(Collection entries)
___

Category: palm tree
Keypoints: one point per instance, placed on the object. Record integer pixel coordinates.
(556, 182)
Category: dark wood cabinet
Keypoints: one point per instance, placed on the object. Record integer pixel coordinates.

___

WHAT TO WORK ON> The expected answer is every line in the data above that carries the string "Category".

EXPECTED OUTPUT>
Category: palm tree
Category: dark wood cabinet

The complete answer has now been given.